** START OF INPUT MATERIAL **

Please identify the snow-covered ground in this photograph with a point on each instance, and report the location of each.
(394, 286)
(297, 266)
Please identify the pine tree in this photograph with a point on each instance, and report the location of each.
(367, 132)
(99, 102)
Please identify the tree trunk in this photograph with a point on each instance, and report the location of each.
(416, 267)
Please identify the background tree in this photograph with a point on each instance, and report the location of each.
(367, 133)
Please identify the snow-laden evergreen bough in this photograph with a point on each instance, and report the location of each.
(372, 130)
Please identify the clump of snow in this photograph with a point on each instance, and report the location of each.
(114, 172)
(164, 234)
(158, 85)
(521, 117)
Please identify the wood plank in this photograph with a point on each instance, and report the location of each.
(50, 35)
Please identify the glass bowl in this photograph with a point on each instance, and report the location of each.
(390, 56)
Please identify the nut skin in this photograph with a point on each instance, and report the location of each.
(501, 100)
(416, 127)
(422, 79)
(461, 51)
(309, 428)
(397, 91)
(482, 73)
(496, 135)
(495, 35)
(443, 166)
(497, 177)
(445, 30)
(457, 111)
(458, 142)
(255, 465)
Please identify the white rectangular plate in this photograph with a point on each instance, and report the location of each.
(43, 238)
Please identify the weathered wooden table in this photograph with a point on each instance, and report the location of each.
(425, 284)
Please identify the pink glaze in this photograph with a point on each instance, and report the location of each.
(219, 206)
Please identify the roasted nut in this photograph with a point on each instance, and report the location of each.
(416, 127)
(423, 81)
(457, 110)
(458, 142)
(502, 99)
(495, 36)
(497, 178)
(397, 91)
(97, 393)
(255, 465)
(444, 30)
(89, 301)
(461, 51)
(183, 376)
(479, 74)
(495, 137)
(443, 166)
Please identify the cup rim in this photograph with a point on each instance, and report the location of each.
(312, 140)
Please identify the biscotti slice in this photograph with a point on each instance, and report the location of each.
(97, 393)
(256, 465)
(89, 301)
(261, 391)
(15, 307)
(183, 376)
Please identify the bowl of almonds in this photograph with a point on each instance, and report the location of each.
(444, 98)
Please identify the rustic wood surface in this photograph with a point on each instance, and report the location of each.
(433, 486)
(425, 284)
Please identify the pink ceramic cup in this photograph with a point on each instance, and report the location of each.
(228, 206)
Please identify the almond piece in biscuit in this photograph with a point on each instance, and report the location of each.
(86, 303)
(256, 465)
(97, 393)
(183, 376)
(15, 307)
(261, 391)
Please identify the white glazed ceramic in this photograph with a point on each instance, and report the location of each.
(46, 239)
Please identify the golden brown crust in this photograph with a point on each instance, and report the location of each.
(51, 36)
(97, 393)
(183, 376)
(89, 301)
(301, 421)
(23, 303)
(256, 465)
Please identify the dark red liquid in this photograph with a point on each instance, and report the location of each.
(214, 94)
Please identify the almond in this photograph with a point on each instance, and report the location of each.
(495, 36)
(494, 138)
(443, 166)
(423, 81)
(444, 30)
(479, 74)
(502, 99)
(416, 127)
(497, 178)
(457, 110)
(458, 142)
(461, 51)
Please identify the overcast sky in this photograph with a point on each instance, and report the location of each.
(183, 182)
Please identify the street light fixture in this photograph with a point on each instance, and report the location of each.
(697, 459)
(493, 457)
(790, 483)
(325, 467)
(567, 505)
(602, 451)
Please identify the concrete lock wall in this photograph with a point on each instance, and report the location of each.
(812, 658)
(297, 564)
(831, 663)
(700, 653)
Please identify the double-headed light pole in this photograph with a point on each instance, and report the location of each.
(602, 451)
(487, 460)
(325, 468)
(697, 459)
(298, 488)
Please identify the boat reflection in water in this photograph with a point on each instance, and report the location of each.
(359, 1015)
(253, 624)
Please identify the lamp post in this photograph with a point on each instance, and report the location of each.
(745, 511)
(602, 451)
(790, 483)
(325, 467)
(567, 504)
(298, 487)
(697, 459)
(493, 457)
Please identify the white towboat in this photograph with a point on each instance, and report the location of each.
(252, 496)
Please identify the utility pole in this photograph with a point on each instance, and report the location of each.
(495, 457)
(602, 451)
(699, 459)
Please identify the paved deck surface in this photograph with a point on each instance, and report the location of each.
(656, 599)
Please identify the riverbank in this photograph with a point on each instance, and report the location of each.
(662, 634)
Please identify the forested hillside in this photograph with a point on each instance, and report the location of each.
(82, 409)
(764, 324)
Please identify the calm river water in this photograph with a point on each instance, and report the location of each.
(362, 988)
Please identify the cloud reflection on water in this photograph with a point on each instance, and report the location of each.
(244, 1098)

** END OF INPUT MATERIAL **

- GOAL OF THE EXERCISE
Rewrite all of the items above, changing "Please identify" to "Please locate" everywhere it occurs and leaving every other word as it is.

- COMPLETE ANSWER
Please locate the snow-covered ground in this photograph with a point on each instance, and report the location of each.
(394, 286)
(297, 266)
Please locate the pine tree in this photograph with a point on each instance, and report the location of each.
(367, 132)
(99, 102)
Please locate the tree trunk in this photograph with a point on each instance, and report the location of each.
(416, 267)
Please locate the background tree in this photograph with a point on each instance, and report the location of each.
(367, 133)
Please locate the snow-laden evergreen bough in this photograph with a point on each instance, and report the location of each.
(372, 130)
Please locate the clump of snow in this photograph with a point on each instance, and report the location of each.
(114, 172)
(164, 234)
(158, 85)
(521, 117)
Please locate the wood plank in this photograph with a point on each instance, and report the location of each.
(50, 35)
Please locate the glass bowl in this photograph with a point on each instance, and report the location of each.
(390, 56)
Please locate the nut skin in this photograph with a point on each instance, and report the location of each.
(501, 100)
(416, 127)
(422, 79)
(461, 51)
(309, 428)
(397, 91)
(482, 73)
(496, 135)
(495, 35)
(443, 166)
(497, 177)
(445, 30)
(457, 111)
(458, 142)
(255, 465)
Please locate the white rectangular plate in this photograph with a point on each instance, and report the location of each.
(43, 238)
Please locate the weathered wooden table in this photograph with a point on each instance, and report the location of each.
(425, 284)
Please locate the pink glaze in this photograph with a point on each instance, and report the location of each.
(219, 206)
Please locate the roasted nut in this photograph with a point on each instance, and report the location of each.
(416, 127)
(423, 81)
(457, 110)
(458, 142)
(502, 99)
(495, 36)
(497, 178)
(397, 91)
(97, 393)
(255, 465)
(444, 30)
(89, 301)
(461, 51)
(183, 376)
(479, 74)
(495, 137)
(443, 166)
Please locate the cup rim in this photograph with a point on each instance, and report the location of each.
(312, 140)
Please locate the biscotti slice in this photograph with a point on each instance, and report the location of each.
(97, 393)
(256, 465)
(89, 301)
(261, 391)
(15, 307)
(183, 376)
Please locate the bowl of almonds in this photograph with a point on each instance, and report the location of each.
(444, 98)
Please locate the rustic wood surface in this photograph with a point on each instance, and report the location of each.
(433, 486)
(425, 284)
Please locate the pink ceramic cup in this photograph with a point on each instance, and report the location of each.
(228, 206)
Please locate the almond piece in biscuit in this photograph with a point on each instance, and report the location of each.
(86, 303)
(256, 465)
(97, 393)
(183, 376)
(15, 307)
(261, 391)
Please locate the white glazed ceramic in this photograph with a point on each instance, and report the location of each.
(46, 239)
Please locate the golden brown crust in this photograph with a point on each instance, and report the location of each.
(51, 36)
(97, 393)
(183, 376)
(89, 301)
(301, 421)
(23, 303)
(256, 465)
Please locate the dark red liquid in this photograph with a point on each instance, and report the location of each.
(214, 94)
Please locate the almond in this photograph with a point on each instance, and report the location of each.
(495, 36)
(494, 138)
(443, 166)
(423, 81)
(444, 30)
(479, 74)
(502, 99)
(416, 127)
(497, 178)
(457, 110)
(458, 142)
(461, 51)
Please locate the overcast sky in this photograph with a point on each instance, and report the location of each.
(183, 182)
Please locate the street light fixture in this photograph with a point on each instance, and report the location of each.
(697, 459)
(493, 457)
(790, 483)
(325, 467)
(567, 505)
(602, 451)
Please locate the concrete lock wall in this photograph with a point on each instance, and report the location of each.
(812, 658)
(297, 564)
(831, 663)
(700, 653)
Please locate the double-headed light pole in this photograph with a point on each instance, and report the location of each.
(602, 451)
(487, 460)
(325, 468)
(697, 459)
(298, 488)
Please locate the boat reflection in water in this photograph with a point on each instance, and report the location of each.
(359, 1015)
(253, 624)
Please locate the lamp post in this photograph with a point on each instance, and report the location of each.
(745, 511)
(602, 451)
(790, 483)
(325, 467)
(567, 504)
(298, 487)
(697, 459)
(493, 457)
Please locate the white towboat in this photograph with a point on each instance, and report the location of each.
(252, 496)
Please locate the utility pole in this photograph with a point on each instance, and report the location of each.
(495, 457)
(602, 451)
(699, 459)
Please locate the paved deck surface in this photograph with a point on each instance, and report the location of each.
(656, 599)
Please locate the riverbank in this photograph with a point on each instance, and report the location of each.
(662, 634)
Please locate the forested hillside in this photograph with a point on each instance, and report the location of each.
(82, 409)
(764, 324)
Please locate the calm river water in this photograph with a point on each instance, and report the location of each.
(362, 988)
Please locate the cloud reflection on water in this photograph with a point on each instance, and report the location of each.
(244, 1098)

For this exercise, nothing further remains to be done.